### PROMPT:
Copy only the lines of the listing starting at the one containing "the black vest" and ending at the one containing "x=538 y=341". Keep the requests and their sample coordinates unchanged, but multiply every answer coordinate by 1.4 and round it to a whole number, with halves rounded up.

### EXERCISE MATERIAL:
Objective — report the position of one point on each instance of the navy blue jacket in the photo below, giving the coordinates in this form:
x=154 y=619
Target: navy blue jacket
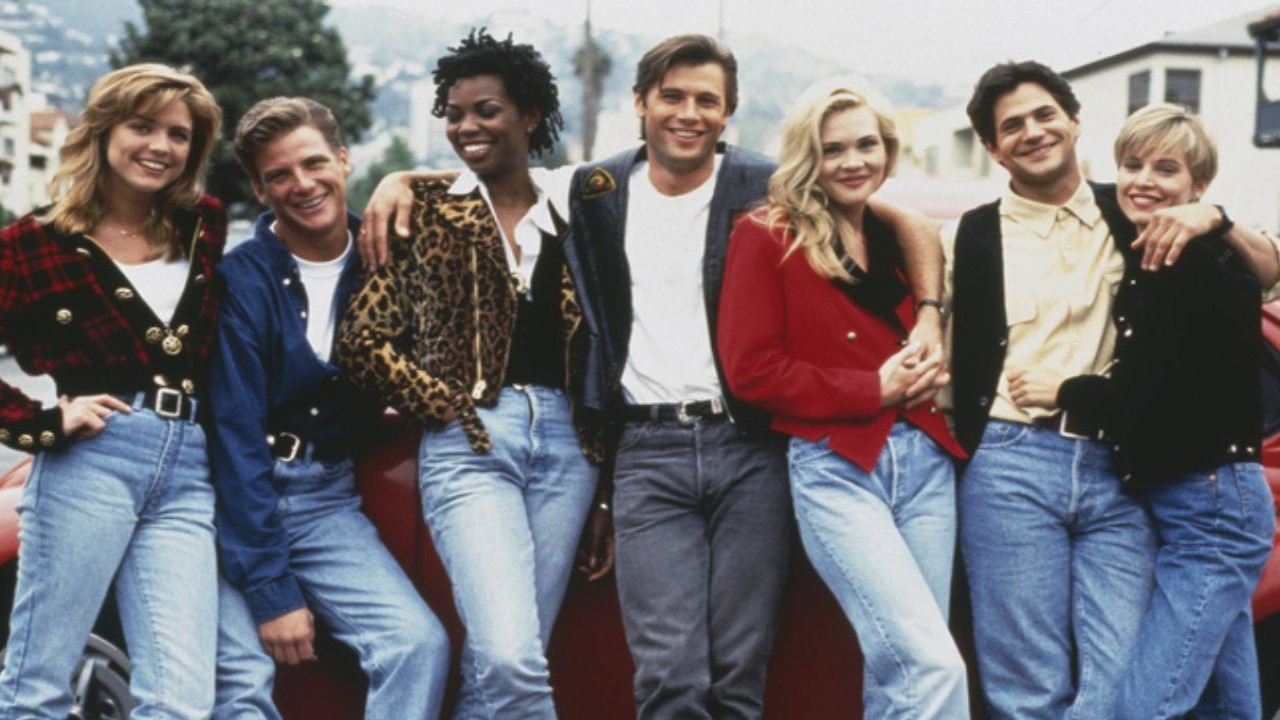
x=595 y=250
x=265 y=378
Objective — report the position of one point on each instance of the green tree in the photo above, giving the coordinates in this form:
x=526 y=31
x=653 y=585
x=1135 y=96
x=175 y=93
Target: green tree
x=245 y=51
x=397 y=156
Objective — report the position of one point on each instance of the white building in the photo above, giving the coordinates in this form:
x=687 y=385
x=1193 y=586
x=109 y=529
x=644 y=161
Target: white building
x=1210 y=69
x=14 y=124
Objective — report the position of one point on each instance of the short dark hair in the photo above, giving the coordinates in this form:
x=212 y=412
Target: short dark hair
x=1005 y=78
x=525 y=76
x=686 y=50
x=274 y=117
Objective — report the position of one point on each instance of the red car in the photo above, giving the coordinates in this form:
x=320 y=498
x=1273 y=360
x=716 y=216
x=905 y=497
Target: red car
x=816 y=670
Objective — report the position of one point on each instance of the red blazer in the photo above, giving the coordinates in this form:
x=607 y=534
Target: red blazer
x=794 y=343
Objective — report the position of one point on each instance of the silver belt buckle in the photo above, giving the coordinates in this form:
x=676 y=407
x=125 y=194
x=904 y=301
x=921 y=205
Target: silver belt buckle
x=1064 y=432
x=167 y=396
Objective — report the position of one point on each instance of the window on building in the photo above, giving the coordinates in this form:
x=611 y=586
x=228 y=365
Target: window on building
x=1182 y=87
x=961 y=147
x=1139 y=91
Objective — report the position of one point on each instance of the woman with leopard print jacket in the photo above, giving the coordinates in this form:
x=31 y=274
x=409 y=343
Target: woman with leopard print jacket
x=474 y=329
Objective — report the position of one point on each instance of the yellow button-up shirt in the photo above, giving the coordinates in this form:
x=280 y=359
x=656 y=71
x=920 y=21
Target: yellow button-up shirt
x=1061 y=272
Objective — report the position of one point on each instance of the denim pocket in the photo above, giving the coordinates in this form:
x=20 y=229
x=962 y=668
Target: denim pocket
x=635 y=432
x=1000 y=433
x=801 y=451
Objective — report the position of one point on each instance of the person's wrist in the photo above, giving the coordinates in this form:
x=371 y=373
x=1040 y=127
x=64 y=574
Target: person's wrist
x=929 y=302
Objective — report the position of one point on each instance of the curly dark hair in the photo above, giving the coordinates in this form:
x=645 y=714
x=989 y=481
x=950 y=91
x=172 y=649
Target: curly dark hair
x=526 y=77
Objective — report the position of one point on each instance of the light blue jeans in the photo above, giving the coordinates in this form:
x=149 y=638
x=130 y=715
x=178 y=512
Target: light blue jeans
x=506 y=525
x=1060 y=566
x=885 y=542
x=133 y=505
x=1196 y=651
x=355 y=589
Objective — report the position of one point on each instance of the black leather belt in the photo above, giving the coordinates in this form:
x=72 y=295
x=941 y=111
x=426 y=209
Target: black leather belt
x=1068 y=425
x=168 y=402
x=685 y=413
x=289 y=447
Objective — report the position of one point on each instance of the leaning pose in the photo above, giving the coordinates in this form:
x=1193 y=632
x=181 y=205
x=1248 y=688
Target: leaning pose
x=1185 y=418
x=474 y=329
x=109 y=291
x=813 y=327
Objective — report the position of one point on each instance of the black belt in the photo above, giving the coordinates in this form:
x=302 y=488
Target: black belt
x=1069 y=425
x=685 y=413
x=168 y=402
x=288 y=447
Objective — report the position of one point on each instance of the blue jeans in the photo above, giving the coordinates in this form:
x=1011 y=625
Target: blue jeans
x=131 y=504
x=506 y=525
x=1215 y=533
x=352 y=587
x=704 y=528
x=883 y=542
x=1060 y=566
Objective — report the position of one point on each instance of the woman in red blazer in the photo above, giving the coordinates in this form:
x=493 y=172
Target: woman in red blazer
x=813 y=327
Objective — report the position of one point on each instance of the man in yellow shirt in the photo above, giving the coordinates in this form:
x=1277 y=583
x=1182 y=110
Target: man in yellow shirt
x=1059 y=556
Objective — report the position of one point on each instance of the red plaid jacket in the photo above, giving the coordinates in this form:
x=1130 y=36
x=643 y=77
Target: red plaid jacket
x=67 y=311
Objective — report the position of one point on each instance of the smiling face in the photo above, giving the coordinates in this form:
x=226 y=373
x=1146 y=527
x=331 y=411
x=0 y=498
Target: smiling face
x=684 y=117
x=146 y=154
x=1036 y=142
x=854 y=158
x=1155 y=178
x=305 y=182
x=487 y=128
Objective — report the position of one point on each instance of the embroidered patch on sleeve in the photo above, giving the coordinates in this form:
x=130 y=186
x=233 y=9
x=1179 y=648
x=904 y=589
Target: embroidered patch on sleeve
x=598 y=182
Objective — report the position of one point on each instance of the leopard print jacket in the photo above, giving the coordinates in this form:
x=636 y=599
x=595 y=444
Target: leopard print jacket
x=430 y=331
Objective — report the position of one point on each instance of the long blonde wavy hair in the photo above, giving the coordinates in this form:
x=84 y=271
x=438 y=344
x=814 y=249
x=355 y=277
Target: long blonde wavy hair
x=80 y=186
x=795 y=201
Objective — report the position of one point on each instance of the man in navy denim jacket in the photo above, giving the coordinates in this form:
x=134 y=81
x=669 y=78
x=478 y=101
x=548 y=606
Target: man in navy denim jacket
x=293 y=543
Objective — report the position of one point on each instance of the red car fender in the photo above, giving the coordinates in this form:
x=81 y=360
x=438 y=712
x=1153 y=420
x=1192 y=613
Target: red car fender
x=10 y=492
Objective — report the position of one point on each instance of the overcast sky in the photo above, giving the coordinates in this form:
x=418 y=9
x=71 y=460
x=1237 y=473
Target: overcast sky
x=927 y=40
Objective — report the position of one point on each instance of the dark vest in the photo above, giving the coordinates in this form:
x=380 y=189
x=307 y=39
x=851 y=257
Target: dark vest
x=978 y=322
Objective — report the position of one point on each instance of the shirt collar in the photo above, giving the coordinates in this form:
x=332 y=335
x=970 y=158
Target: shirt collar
x=540 y=214
x=1040 y=217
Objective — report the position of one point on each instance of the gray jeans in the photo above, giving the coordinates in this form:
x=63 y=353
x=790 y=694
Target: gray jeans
x=704 y=529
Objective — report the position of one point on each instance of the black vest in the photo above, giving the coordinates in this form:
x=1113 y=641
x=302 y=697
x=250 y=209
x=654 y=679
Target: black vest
x=978 y=322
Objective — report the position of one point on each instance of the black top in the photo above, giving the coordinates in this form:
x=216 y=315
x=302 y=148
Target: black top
x=878 y=288
x=1184 y=390
x=538 y=341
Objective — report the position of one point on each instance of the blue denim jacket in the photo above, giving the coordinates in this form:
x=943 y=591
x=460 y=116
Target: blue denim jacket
x=265 y=378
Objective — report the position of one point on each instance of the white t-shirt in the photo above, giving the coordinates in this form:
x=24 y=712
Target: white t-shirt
x=670 y=358
x=159 y=283
x=320 y=282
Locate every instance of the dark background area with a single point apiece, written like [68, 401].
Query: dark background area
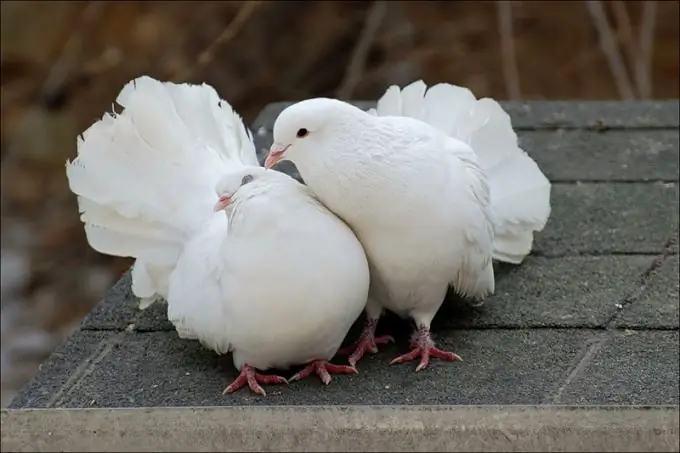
[63, 64]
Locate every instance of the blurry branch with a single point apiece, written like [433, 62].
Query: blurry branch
[374, 19]
[643, 65]
[230, 32]
[52, 84]
[640, 51]
[610, 49]
[510, 71]
[69, 55]
[625, 31]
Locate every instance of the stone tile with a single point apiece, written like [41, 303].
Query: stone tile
[119, 310]
[657, 307]
[75, 357]
[551, 292]
[634, 368]
[609, 218]
[500, 367]
[618, 155]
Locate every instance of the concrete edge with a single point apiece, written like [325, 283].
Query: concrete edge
[356, 428]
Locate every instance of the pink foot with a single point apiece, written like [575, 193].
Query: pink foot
[423, 347]
[249, 376]
[367, 343]
[323, 369]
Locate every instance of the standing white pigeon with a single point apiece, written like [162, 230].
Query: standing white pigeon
[433, 184]
[247, 259]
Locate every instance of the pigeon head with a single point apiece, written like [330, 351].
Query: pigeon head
[229, 185]
[305, 129]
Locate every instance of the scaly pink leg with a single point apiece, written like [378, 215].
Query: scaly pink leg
[367, 343]
[423, 347]
[324, 369]
[249, 376]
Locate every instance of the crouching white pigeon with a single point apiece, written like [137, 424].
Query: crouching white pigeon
[247, 258]
[433, 184]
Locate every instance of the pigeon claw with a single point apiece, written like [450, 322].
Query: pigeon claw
[423, 347]
[367, 343]
[323, 369]
[249, 376]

### REPLY TO THE TASK:
Objective — report the position of one point on each instance of the black vest in the photo above, giving the coordinates in this form:
x=1113 y=641
x=302 y=697
x=250 y=209
x=654 y=679
Target: black vest
x=1369 y=451
Objective — report the position of one point on each instance of the black top in the photo above, giving the coordinates in this form:
x=216 y=315
x=302 y=148
Target: black top
x=1229 y=403
x=1658 y=546
x=753 y=477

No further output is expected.